• [READING PASSAGE]
================================

Two 2" sheets of foam sandwiched together will let you carve deeper. And at the same time strengthen it. It is still recommended to add under it a thin layer of wood.

N scale verses HO is up to you, though a 9x6 size would make a nice N scale layout.
In the end it is up to you to decide. If it is N scale pick yourself up a good lighted magnifier. There are a bunch on the market. And when you work do it where the floor is clean so when you drop something it will be easier to find, those little N pieces disappear forever sometimes when you drop them.

If you can put up with the heat of the summer you can buy a small portable heater to use in the winter. I have a small space heater that runs on propane and it keeps my over sized 2 car garage with a loft nice and toasty in the winter. When I want to work in the winter I just fire it up and in about 15 mins it is nice and warm. There are a variety of those on the market too. Insulating the garage some will help a lot too. If you have a window in the garage you could even stick a AC unit in it in the summer. I don't have a layout in the garage, nor do I have AC. But when I have to do something in the winter it is nice and toasty to the point that after it heats up I have to turn off the heater for a while. No cars see my garage either. :smokin:

You can even hoist the layout to the ceiling so that you can still use the garage for other things if you want we have some threads on this.
Here is one, there are more.
http://www.modeltrainforum.com/showthread.php?t=25819&highlight=ceiling

*The first thing you have to do is decide on either N scale or HO scale.*


----------



## DonR (Oct 18, 2012)

Several factors to be aware of.

Be certain that all track accessories such as
turnouts and crossings are available for the
Scale and code you choose.

Try to stay with whatever brand for easiest
compatibility tho there are means to
adapt.

The length of turnouts varies among manufacturers,
for example a Peco is not a direct replacement
for an Atlas.

Look again at some N scale locomotives and
cars. Will you be able to do whatever maintenance
may be necessary.

Don


----------



## CTValleyRR (Jul 26, 2014)

I don't know how careful the creator of SCARM is with his databases, and how often he updates for availability. I have found that especially in N scale, things that were available when a library was created no longer are. Check the commercial availability of any piece you plan to use.

Also, while you can mix manufacturers, they are not completely compatible with one another. Some makes have thinner ties than others, resulting in a different height of the piece above the roadbed. If you do mix manufacturers, just make sure you check that everything lines up well before you fasten it all down.


----------

================================

• [JOB 1] List every brand or program name the model railroad thread mentions.

================================

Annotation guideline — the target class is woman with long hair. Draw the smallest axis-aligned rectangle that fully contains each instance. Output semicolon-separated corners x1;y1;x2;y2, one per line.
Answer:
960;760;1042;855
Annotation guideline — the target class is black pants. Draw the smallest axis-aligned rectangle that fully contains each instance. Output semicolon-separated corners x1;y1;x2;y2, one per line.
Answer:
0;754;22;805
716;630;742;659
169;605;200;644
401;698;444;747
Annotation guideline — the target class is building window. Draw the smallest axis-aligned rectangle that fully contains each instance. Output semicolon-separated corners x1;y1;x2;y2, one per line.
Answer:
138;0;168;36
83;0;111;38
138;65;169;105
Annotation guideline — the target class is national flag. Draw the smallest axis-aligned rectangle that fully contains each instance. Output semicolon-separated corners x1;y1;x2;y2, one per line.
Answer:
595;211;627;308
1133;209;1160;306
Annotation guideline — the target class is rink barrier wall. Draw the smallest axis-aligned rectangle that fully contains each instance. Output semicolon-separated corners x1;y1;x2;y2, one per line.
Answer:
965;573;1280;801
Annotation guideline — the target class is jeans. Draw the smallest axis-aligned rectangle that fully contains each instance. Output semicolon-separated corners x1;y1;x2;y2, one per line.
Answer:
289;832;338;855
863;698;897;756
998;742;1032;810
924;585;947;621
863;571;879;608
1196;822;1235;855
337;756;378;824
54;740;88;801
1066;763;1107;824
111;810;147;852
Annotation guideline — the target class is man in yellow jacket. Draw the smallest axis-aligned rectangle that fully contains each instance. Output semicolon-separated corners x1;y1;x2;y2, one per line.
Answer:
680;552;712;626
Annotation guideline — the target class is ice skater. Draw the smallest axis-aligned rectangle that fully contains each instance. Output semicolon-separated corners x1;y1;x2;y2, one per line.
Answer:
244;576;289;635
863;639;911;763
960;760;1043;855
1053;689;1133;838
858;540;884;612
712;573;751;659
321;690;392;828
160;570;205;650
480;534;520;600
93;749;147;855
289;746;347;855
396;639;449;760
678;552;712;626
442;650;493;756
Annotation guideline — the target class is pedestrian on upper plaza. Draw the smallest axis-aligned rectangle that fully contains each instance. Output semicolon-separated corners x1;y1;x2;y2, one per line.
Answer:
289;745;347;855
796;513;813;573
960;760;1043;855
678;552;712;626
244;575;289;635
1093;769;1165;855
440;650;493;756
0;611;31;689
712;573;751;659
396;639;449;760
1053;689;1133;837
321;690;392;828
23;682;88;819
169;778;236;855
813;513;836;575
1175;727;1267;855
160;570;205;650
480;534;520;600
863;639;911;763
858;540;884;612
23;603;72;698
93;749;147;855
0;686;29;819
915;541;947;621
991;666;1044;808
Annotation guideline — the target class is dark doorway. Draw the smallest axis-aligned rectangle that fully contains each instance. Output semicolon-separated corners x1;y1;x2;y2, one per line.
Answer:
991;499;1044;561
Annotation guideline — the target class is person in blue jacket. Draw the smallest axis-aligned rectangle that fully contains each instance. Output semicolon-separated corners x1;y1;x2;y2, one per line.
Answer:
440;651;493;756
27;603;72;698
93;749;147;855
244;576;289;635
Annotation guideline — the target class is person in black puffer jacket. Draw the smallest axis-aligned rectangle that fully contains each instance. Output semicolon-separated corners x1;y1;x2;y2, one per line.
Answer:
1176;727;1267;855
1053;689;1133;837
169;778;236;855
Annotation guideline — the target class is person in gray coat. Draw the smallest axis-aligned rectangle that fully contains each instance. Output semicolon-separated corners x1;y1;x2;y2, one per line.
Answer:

================================

• [JOB 2] Rewrite the records from their first line through the line containing "138;65;169;105", inclusive, with "target class" changed to "object category" and everything else left intact.

• [CORRECT RESULT 1]
Peco
Atlas
SCARM

• [CORRECT RESULT 2]
Annotation guideline — the object category is woman with long hair. Draw the smallest axis-aligned rectangle that fully contains each instance. Output semicolon-separated corners x1;y1;x2;y2, one per line.
Answer:
960;760;1042;855
Annotation guideline — the object category is black pants. Draw the smallest axis-aligned rectangle that fully contains each instance. Output semicolon-separated corners x1;y1;x2;y2, one per line.
Answer:
0;754;22;805
716;630;742;659
169;605;200;644
401;698;444;747
Annotation guideline — the object category is building window. Draw the smallest axis-aligned rectangle that fully contains each instance. Output semicolon-separated corners x1;y1;x2;y2, one per line.
Answer:
138;0;168;36
83;0;111;38
138;65;169;105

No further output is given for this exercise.